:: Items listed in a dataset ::

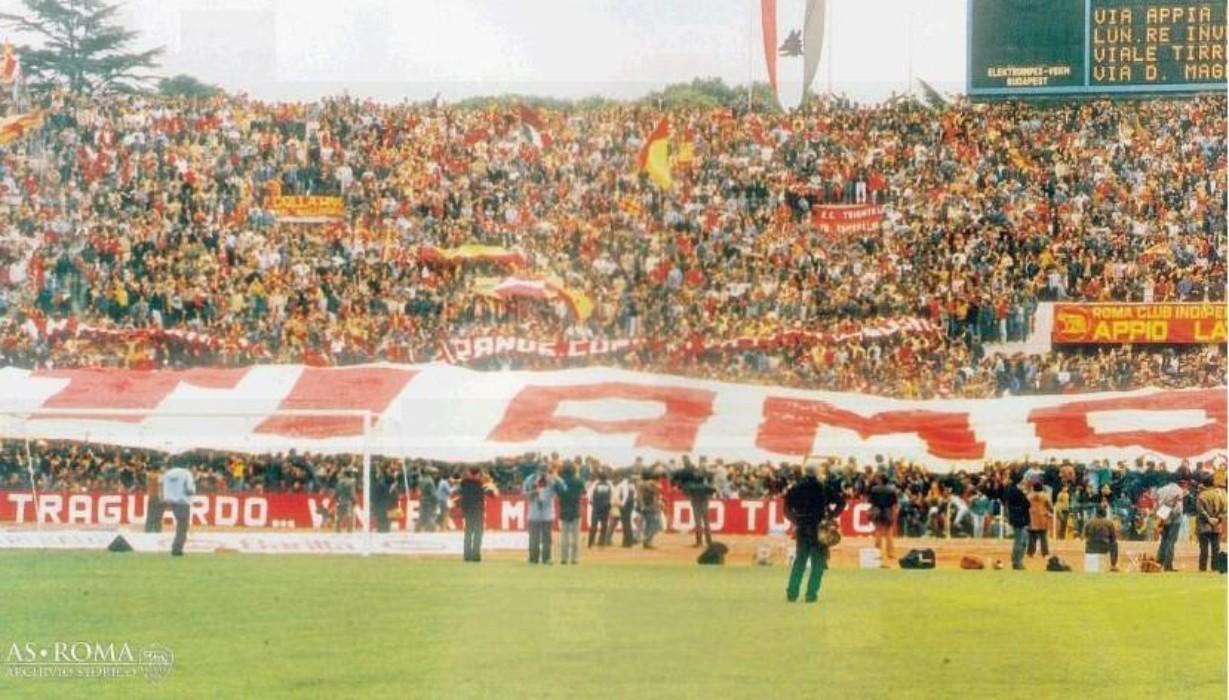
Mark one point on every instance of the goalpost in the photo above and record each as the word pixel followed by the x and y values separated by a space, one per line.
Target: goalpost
pixel 105 447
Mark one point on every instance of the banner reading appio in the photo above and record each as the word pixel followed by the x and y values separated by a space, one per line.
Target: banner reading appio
pixel 1120 323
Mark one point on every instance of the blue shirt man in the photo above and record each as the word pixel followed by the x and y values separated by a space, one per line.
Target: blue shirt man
pixel 178 486
pixel 540 490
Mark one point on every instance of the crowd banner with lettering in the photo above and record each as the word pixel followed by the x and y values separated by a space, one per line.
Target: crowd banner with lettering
pixel 470 349
pixel 1120 323
pixel 452 414
pixel 57 329
pixel 301 209
pixel 309 511
pixel 846 219
pixel 471 253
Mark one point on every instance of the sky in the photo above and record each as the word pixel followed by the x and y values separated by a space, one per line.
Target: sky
pixel 395 49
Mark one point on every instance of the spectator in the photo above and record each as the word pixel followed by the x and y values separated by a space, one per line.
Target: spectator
pixel 541 490
pixel 1101 537
pixel 473 509
pixel 1169 513
pixel 1019 517
pixel 600 500
pixel 1040 515
pixel 569 515
pixel 1211 521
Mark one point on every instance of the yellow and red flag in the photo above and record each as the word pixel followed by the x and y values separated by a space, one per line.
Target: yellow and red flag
pixel 655 156
pixel 12 128
pixel 10 66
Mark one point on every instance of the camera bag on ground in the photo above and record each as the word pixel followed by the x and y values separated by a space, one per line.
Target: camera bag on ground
pixel 713 554
pixel 1055 564
pixel 918 559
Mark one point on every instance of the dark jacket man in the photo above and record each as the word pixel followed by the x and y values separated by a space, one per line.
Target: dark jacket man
pixel 473 506
pixel 694 485
pixel 808 504
pixel 1018 517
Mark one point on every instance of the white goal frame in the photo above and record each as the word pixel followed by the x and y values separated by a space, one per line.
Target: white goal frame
pixel 15 424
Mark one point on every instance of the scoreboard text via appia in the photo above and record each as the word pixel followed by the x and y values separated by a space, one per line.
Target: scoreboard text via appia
pixel 1064 47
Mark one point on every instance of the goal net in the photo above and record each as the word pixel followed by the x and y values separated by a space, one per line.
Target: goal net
pixel 269 480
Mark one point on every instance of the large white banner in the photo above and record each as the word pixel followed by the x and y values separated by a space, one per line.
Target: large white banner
pixel 450 413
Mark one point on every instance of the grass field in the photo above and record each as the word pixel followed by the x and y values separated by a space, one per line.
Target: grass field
pixel 336 626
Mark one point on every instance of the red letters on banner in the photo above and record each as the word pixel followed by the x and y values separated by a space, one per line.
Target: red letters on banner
pixel 133 389
pixel 532 412
pixel 358 388
pixel 789 427
pixel 1066 426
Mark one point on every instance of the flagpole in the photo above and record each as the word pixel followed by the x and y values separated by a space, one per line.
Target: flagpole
pixel 827 27
pixel 751 52
pixel 908 89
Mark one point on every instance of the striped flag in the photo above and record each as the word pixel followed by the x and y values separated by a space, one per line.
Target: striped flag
pixel 792 30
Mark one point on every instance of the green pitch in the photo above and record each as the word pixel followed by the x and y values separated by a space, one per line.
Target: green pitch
pixel 331 626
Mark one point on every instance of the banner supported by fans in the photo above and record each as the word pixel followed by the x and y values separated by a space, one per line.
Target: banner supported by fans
pixel 1121 323
pixel 847 219
pixel 479 346
pixel 309 209
pixel 314 511
pixel 447 413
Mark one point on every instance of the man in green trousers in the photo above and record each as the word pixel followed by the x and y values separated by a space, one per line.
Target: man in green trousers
pixel 808 504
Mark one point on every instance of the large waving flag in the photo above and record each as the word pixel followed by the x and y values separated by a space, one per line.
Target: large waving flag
pixel 655 156
pixel 798 26
pixel 10 65
pixel 19 125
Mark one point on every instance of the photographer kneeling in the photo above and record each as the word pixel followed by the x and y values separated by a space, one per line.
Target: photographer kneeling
pixel 808 505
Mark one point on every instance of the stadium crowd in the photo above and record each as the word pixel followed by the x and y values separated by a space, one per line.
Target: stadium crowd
pixel 140 217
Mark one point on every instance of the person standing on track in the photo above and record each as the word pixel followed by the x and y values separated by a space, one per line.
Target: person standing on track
pixel 1040 513
pixel 808 504
pixel 344 495
pixel 178 486
pixel 693 482
pixel 569 515
pixel 600 500
pixel 541 489
pixel 884 507
pixel 473 509
pixel 1018 505
pixel 650 509
pixel 627 495
pixel 1169 513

:: Exercise objective ::
Recast all of the material above as a JSON list of strings, one string per line. Skip blank lines and leave out the pictures.

:: Exercise answer ::
[
  "Mark one point on every instance of the goalpost in the photo above and record each as the word pixel followed by the x and y values separated by a space, one per line.",
  "Target: goalpost",
  "pixel 105 447",
  "Mark one point on every instance of the banner reading appio in the photo above and record each as the word pixel followed by the x and y values separated by a space, one per line.",
  "Target: banner reading appio",
  "pixel 1120 323",
  "Mark one point on every instance of the blue shirt man in the photo above and record each as the word pixel followed by the x and y values separated by a space, one per line.",
  "Target: blue shirt man",
  "pixel 178 486",
  "pixel 540 490",
  "Mark one point on every instance of the crowd banner with lettering in the photo above and record each as the word pixel followed by the x and y values separated by a space, one per line.",
  "Target: crowd banner with lettering",
  "pixel 470 349",
  "pixel 1120 323",
  "pixel 452 414",
  "pixel 57 329",
  "pixel 301 209",
  "pixel 309 511",
  "pixel 846 219",
  "pixel 471 253",
  "Mark one point on every instance of the sky in the photo above and record each as the word pixel followed by the x and y values separated by a space, one per line.",
  "Target: sky",
  "pixel 395 49",
  "Mark one point on every instance of the spectator in the photo above and record each as the word pixel followed by the x and y values separated by a space, one per line.",
  "Target: spectator",
  "pixel 541 490",
  "pixel 1101 537",
  "pixel 473 509",
  "pixel 1169 513",
  "pixel 1019 517",
  "pixel 600 500",
  "pixel 1040 515",
  "pixel 569 515",
  "pixel 1211 521",
  "Mark one point on every instance of the yellow and red flag in the photo above and record each as the word pixel followed by the x and y values separated by a space, one per line.",
  "Target: yellow and red flag",
  "pixel 655 156",
  "pixel 12 128",
  "pixel 10 66",
  "Mark one point on every instance of the camera bag on ground in the photo above and record each as the word pixel followed by the x and y values separated by a space, one per line.",
  "Target: camera bag on ground",
  "pixel 713 554",
  "pixel 1055 564",
  "pixel 918 559",
  "Mark one point on every instance of the dark jacket man in the photo above and record each as the word pixel followed by the x and y values separated by a space, one per line.",
  "Target: dark jacket man",
  "pixel 473 506",
  "pixel 694 485",
  "pixel 808 504",
  "pixel 1018 517",
  "Mark one point on every instance of the white goal frame in the photo above and record each as the word pixel followed by the x and y values separated by a space, one per line.",
  "Target: white goal frame",
  "pixel 15 424",
  "Mark one point on every instance of the scoreboard text via appia in the photo above and record each as the word pixel followed by the x and y values separated by a space, one per line.",
  "Target: scoreboard text via appia",
  "pixel 1064 47",
  "Mark one point on every instance of the goal net in the photo above and record each as the word pixel followed by the x and y values separated by a space, one per line.",
  "Target: goal net",
  "pixel 269 480",
  "Mark one point on every instance of the large white banner in the photo above and record each as the word pixel followed by the x and y values separated by a space, one per line.",
  "Target: large white banner",
  "pixel 450 413",
  "Mark one point on every instance of the grass field in the photo above and record each as the word pixel followed by the x and y values separated by a space, one per line.",
  "Target: grass field",
  "pixel 336 626",
  "Mark one point on every instance of the red letters on banner in the photo above and record each as the word pixel followed by the x and y values separated by a space, one per line.",
  "Target: red letters on banner",
  "pixel 133 389",
  "pixel 532 412",
  "pixel 358 388",
  "pixel 789 427",
  "pixel 1066 426",
  "Mark one point on every instance of the flagpole in the photo above and record each as the word pixel followed by the x and y values separated by a space, one per line.",
  "Target: flagpole",
  "pixel 827 27",
  "pixel 751 52",
  "pixel 908 89",
  "Mark one point on every instance of the striped flag in the photo above and record each as the word pixel followed by the x and y values separated by a space, one per line.",
  "Target: striped flag",
  "pixel 792 30",
  "Mark one point on every instance of the green pitch in the photo above and record each as the word pixel followed by the x and y values separated by a space, one per line.",
  "Target: green pitch",
  "pixel 331 626",
  "Mark one point on every instance of the banner supported by fans in the photo above and record each as the word pixel followed by the x and y values separated by a space, one per line.",
  "Target: banner supported by fans",
  "pixel 1121 323",
  "pixel 847 219",
  "pixel 479 346",
  "pixel 309 209",
  "pixel 314 511",
  "pixel 447 413",
  "Mark one point on every instance of the man in green trousers in the photo above and record each as the word pixel followed by the x and y values separated by a space, one per line.",
  "Target: man in green trousers",
  "pixel 808 504",
  "Mark one point on every instance of the large waving flag in the photo above and record each as the word pixel followed by the x and y values separated by a space, one per line.",
  "Target: large waving flag",
  "pixel 655 156",
  "pixel 798 26",
  "pixel 10 65",
  "pixel 19 125",
  "Mark one point on every instance of the photographer kneeling in the photo above and record each as the word pixel followed by the x and y values separated by a space, one per line.",
  "Target: photographer kneeling",
  "pixel 808 505",
  "Mark one point on every instance of the stadium crowd in the photo above and record each as the word pixel followed by the x and y values separated by a space, one per line.",
  "Target: stadium crowd",
  "pixel 140 217",
  "Mark one point on every instance of the person standing on track in the photo above and record each as the word pixel followed by the x and y values separated by a space, one per line.",
  "Target: person standing on track",
  "pixel 1040 513",
  "pixel 808 504",
  "pixel 344 495",
  "pixel 178 486",
  "pixel 693 482",
  "pixel 569 515",
  "pixel 600 500",
  "pixel 541 489",
  "pixel 884 507",
  "pixel 473 509",
  "pixel 1018 505",
  "pixel 650 509",
  "pixel 627 495",
  "pixel 1169 513"
]